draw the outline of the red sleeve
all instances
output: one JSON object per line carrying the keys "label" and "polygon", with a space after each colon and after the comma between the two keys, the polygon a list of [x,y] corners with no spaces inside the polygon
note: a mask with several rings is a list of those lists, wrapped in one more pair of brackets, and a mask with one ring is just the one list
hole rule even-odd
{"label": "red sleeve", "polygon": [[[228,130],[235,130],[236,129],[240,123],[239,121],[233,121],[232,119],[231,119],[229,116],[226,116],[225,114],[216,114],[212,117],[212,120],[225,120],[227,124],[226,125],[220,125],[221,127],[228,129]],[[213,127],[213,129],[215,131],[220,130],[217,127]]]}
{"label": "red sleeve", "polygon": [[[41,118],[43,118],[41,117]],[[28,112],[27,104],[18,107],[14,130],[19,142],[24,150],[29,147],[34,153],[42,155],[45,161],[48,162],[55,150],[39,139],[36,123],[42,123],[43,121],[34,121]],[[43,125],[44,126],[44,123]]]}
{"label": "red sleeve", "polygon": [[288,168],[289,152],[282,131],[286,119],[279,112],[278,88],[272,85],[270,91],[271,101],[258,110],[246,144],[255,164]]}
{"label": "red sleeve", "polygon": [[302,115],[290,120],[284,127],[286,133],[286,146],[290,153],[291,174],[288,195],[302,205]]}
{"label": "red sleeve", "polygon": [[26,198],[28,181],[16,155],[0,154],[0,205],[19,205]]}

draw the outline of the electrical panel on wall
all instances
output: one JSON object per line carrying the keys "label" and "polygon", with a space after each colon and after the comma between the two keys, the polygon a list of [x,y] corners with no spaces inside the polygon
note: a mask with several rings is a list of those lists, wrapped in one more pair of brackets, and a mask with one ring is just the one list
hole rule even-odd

____________________

Copy out all of the data above again, word for word and line for line, with nothing changed.

draw the outline of the red sleeve
all instances
output: one JSON object per line carrying the keys "label" and "polygon", with a space after each colon and after the comma between the two keys, the polygon a list of [x,y] corners with no spaces inside the polygon
note: a mask with several rings is a list of those lists, wrapped in one more pair of brackets, and a mask with one ring is just the one list
hole rule even-odd
{"label": "red sleeve", "polygon": [[[228,130],[235,130],[236,129],[240,123],[239,121],[233,121],[232,119],[231,119],[229,116],[226,116],[225,114],[216,114],[212,117],[212,120],[225,120],[227,124],[226,125],[220,125],[221,127],[228,129]],[[213,127],[213,129],[215,131],[220,130],[217,127]]]}
{"label": "red sleeve", "polygon": [[[41,118],[43,118],[41,117]],[[28,112],[27,104],[18,107],[14,130],[19,142],[24,150],[29,147],[34,153],[42,155],[45,161],[48,162],[55,150],[39,139],[36,123],[42,123],[43,121],[34,121]],[[43,125],[44,126],[44,123]]]}
{"label": "red sleeve", "polygon": [[288,168],[289,152],[282,131],[286,119],[279,112],[278,88],[272,85],[270,91],[271,101],[258,110],[246,144],[255,164]]}
{"label": "red sleeve", "polygon": [[302,115],[290,120],[284,127],[286,133],[286,146],[290,153],[291,174],[288,195],[302,205]]}
{"label": "red sleeve", "polygon": [[26,198],[28,181],[16,155],[0,154],[0,205],[19,205]]}

draw the outline of the electrical panel on wall
all instances
output: one JSON object per line carrying the keys "label" and "polygon", with a space after each colon and after the comma between the two keys, the polygon a list of [x,y] corners with no spaces inside the polygon
note: a mask with several rings is a list of those lists, wrapped in one more pair of brackets, and a mask with one ring is just the one list
hole rule even-odd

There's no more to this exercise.